DÉFIS:
1 > Selon l'extrait sur le droit du travail et le numérique, à quels types de structures s'applique la convention Syntec ? Donnez-les tous.
2 > Résumez sous forme de liste le paragraphe de l'extrait sur le droit du travail et le numérique qui commence par « Le droit du travail est de plus en plus bavard ». Conservez-en les idées principales.
3 > D'après l'extrait sur le droit du travail et le numérique, quel droit devient plus essentiel que le droit de grève à l'heure du numérique ?

EXTRAIT DU DOCUMENT:
4. Justement, comment répondre à cette double exigence des salariés, à première vue contradictoire, d’individualisation du rapport au travail et de maintien d’une protection collective de leurs droits ?

La principale difficulté, c’est que le numérique permet d’individualiser les situations et que les salariés attendent donc une règle presque sur mesure pour eux. Ce qui est antinomique avec notre droit du travail français très descriptif, très précis. Or, quand on est trop précis, on ne peut pas encadrer toutes les situations. Une des solutions est de revenir à des principes plus généraux, qui pourraient s’appliquer à un plus grand nombre de situations, avec toujours une marge d’interprétation laissée aux juges.

Si on veut un droit du travail qui s’adapte aux collaborateurs, les protections qu’on a inventées ne tiennent plus. Les conventions collectives sont pensées par branche, ce qui n’a plus beaucoup de sens actuellement. Prenons l’exemple de la métallurgie : certains salariés y travaillent sur site comme il y a près de 100 ans et, à l’autre bout de la chaîne, se trouvent des professions intellectuelles, de plus en plus nombreuses, qui relèvent davantage de la convention Syntec [la convention collective applicables aux salariés des bureaux d’études techniques, des cabinets d’ingénieur-conseil, des sociétés de conseils, NDLR].

Le droit du travail est de plus en plus bavard, mais ce n’est pas pour autant qu’il protège mieux les Français. Plus on ajoute de la complexité, moins le droit est accessible. Je préconise des règles de droit plus simples, plus globales. A charge ensuite aux entreprises de conclure des accords plus spécifiques. Cette conciliation de règles générales nationales et de textes propres à chaque organisation permet, à la fois, de garder cet esprit collectif et d’être efficace sur le terrain.

5. Quel rôle les entreprises peuvent-elles jouer face à ces mutations induites par le numérique ?

De leur côté, les entreprises doivent laisser davantage de place à l’expression des individualités. Les collaborateurs ont envie que leur employeur prenne en compte qui ils sont. A travers l’émergence de communautés (de femmes par exemple…), les salariés recréent des collectifs à l’intérieur de leur entreprise et attendent de la reconnaissance. Ce droit d’expression devient encore plus essentiel à l’heure du numérique que le droit de grève.

ENTRÉES FOURNIES:
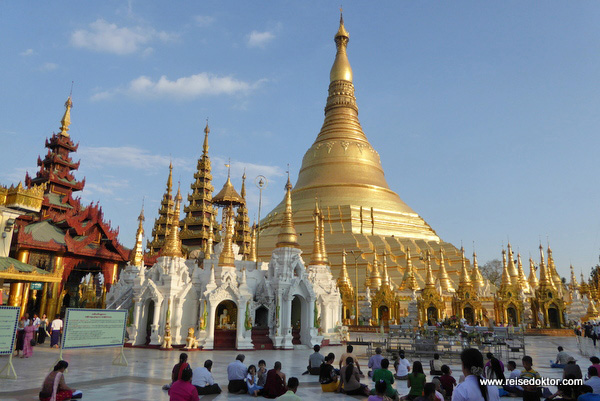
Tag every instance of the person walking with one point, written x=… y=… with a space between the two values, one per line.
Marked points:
x=43 y=330
x=55 y=331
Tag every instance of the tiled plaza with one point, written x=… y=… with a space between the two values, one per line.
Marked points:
x=92 y=371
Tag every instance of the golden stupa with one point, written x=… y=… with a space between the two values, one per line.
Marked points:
x=343 y=171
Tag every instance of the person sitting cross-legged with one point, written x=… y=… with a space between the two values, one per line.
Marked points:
x=388 y=377
x=275 y=385
x=328 y=376
x=290 y=395
x=236 y=374
x=183 y=389
x=204 y=381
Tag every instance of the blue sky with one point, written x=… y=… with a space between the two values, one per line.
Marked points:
x=485 y=114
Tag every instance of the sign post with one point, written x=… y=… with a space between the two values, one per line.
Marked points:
x=95 y=328
x=9 y=318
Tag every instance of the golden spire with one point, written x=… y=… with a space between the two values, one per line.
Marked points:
x=137 y=253
x=341 y=69
x=584 y=289
x=209 y=242
x=252 y=257
x=533 y=281
x=165 y=214
x=287 y=234
x=512 y=270
x=375 y=275
x=344 y=278
x=544 y=279
x=386 y=279
x=172 y=246
x=316 y=258
x=227 y=258
x=443 y=274
x=465 y=278
x=522 y=279
x=410 y=279
x=430 y=280
x=573 y=284
x=205 y=145
x=476 y=275
x=322 y=239
x=66 y=120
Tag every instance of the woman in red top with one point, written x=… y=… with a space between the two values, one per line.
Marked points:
x=183 y=389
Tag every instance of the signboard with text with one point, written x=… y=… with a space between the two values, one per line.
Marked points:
x=9 y=318
x=91 y=328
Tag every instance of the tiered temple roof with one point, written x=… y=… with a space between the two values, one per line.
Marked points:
x=199 y=212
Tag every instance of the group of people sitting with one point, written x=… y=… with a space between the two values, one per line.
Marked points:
x=188 y=385
x=442 y=387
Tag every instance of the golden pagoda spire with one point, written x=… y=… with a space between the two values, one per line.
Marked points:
x=137 y=253
x=316 y=258
x=476 y=275
x=287 y=234
x=465 y=278
x=385 y=281
x=344 y=279
x=375 y=275
x=165 y=214
x=512 y=270
x=341 y=70
x=205 y=145
x=584 y=289
x=410 y=279
x=252 y=256
x=429 y=280
x=573 y=284
x=533 y=281
x=66 y=120
x=443 y=274
x=554 y=277
x=322 y=239
x=210 y=241
x=242 y=224
x=544 y=279
x=227 y=258
x=172 y=246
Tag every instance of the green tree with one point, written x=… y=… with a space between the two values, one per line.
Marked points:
x=492 y=270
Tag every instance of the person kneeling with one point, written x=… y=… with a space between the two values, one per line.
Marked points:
x=183 y=389
x=204 y=381
x=55 y=388
x=350 y=383
x=327 y=376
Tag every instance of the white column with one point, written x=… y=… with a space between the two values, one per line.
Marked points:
x=137 y=310
x=154 y=338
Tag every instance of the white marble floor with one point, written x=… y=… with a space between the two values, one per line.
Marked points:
x=92 y=371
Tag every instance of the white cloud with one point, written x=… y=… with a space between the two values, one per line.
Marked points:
x=260 y=39
x=203 y=84
x=203 y=20
x=48 y=67
x=104 y=37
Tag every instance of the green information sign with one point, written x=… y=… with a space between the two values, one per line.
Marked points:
x=9 y=318
x=91 y=328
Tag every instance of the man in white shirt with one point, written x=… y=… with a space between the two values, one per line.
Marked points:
x=514 y=374
x=594 y=380
x=203 y=380
x=236 y=374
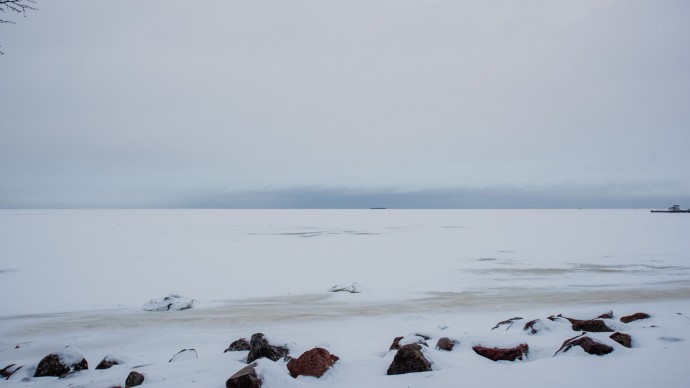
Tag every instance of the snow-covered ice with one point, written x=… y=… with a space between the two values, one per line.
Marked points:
x=79 y=278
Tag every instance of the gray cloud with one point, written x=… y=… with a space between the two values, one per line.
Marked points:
x=116 y=104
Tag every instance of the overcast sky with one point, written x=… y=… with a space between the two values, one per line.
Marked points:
x=346 y=104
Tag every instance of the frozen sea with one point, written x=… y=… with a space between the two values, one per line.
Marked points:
x=80 y=277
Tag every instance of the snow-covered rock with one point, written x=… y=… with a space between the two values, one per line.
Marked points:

RÉPONSES AUX TÂCHES:
1 >
- Les bureaux d'études techniques
- Les cabinets d'ingénieur-conseil
- Les sociétés de conseils

2 >
- Le droit du travail est de plus en plus bavard, mais il ne protège pas mieux les Français.
- Plus il se complexifie, moins il est accessible.
- Il faudrait des règles de droit plus simples et plus globales.
- Les entreprises concluraient ensuite des accords plus spécifiques.
- Cette combinaison de règles nationales générales et de textes propres à chaque organisation préserve l'esprit collectif tout en restant efficace sur le terrain.

3 > Le droit d'expression.